> Your task
Locate the line with "Exercise. Mark the baseboard" in the material. Copy that line and each one after it, through the last, exactly and with nothing else.

> Data shown
· · · · · · ·

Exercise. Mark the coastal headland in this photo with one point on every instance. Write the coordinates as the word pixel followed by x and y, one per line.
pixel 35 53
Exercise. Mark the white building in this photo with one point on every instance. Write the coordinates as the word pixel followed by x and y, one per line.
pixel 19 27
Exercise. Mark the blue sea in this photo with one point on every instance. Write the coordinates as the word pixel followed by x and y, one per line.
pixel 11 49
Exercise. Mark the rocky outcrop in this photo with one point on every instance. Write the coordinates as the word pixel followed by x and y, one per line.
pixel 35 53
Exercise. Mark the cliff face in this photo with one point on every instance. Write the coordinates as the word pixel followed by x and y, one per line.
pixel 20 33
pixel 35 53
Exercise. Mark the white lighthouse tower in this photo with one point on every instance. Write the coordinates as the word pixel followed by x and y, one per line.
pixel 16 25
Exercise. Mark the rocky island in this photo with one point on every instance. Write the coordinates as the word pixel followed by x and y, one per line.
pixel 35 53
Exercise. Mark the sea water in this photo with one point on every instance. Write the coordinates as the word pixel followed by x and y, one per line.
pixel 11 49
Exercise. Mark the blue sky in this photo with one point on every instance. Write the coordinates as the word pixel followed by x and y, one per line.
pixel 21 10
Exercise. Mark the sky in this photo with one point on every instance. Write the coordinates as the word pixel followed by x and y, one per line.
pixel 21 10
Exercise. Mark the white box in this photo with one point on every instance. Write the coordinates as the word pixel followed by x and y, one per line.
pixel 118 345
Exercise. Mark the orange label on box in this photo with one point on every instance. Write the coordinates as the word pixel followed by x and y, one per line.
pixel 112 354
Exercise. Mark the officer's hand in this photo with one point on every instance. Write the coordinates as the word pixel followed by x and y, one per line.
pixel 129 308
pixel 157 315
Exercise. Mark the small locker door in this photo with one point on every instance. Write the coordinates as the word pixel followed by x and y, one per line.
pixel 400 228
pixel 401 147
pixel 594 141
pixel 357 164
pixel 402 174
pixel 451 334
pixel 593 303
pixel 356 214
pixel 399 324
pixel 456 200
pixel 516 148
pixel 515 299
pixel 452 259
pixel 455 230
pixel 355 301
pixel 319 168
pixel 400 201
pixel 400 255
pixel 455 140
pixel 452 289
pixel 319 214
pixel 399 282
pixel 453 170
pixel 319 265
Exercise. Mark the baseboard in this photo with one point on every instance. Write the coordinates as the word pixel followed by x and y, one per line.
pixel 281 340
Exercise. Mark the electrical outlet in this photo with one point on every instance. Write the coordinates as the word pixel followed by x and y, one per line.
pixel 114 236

· · · · · · ·

> Completed exercise
Exercise. Mark the baseboard in this photo with one point on every instance. Write the coordinates as the word pixel followed by x and y, one per line.
pixel 281 340
Exercise. Mark the electrical outlet in this photo with one point on every instance. Write the coordinates as the word pixel followed by x and y, one per line.
pixel 114 236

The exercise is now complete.